• Passage given:
----------------------------------------

I have a powerhead running that i believe is an 80 gph i use it to help my co2 atomizer to diffuse the co2 more efficiently also i have a veil tail betta in the tank. But i think i may just go with a second one run separately and I'll at least try my design for science sake lol

Sent from my SM-N910P using Tapatalk


----------



## kevmo911 (Sep 24, 2010)

I think conventional wisdom says that two pumps in series is a bad idea. Which doesn't mean it *is* a bad idea, but the second pump, I would guess, will have more strain on the motor, especially as the first gunked up. I would think that parallel pumps is a more efficient alternative.


----------



## ShadeSlayer (Jul 5, 2015)

kevmo911 said:


> I think conventional wisdom says that two pumps in series is a bad idea. Which doesn't mean it *is* a bad idea, but the second pump, I would guess, will have more strain on the motor, especially as the first gunked up. I would think that parallel pumps is a more efficient alternative.


Im starting to come to terms with this but i still cant get passed the problem of if i run two parallel how can i solve the problem if clogging the biomedia of the one running solely bio media?

Sent from my SM-N910P using Tapatalk


----------



## The Big Buddha (Jul 30, 2012)

----------------------------------------

• Entries provided:
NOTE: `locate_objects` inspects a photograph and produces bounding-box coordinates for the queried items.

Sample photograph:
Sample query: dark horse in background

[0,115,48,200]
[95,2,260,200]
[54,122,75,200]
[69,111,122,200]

----------------------------------------

• Required work:
1. List each username that appears as a post header in the forum thread, along with the date shown beside it.
2. According to the forum thread, what fish does the writer of the opening post keep in the tank?
3. Decide whether each statement agrees with the forum thread. For each one, answer yes or no and quote the deciding words.
(a) kevmo911 considers parallel pumps a more efficient option than pumps in series.
(b) The powerhead is used to help the CO2 atomizer diffuse CO2.
(c) ShadeSlayer has already solved the clogging problem for running two pumps in parallel.

• Answer set:
1.
kevmo911 (Sep 24, 2010)
ShadeSlayer (Jul 5, 2015)
The Big Buddha (Jul 30, 2012)

2. A veil tail betta.

3.
(a) Yes: "I would think that parallel pumps is a more efficient alternative."
(b) Yes: "i use it to help my co2 atomizer to diffuse the co2 more efficiently"
(c) No: "i still cant get passed the problem of if i run two parallel how can i solve the problem if clogging the biomedia"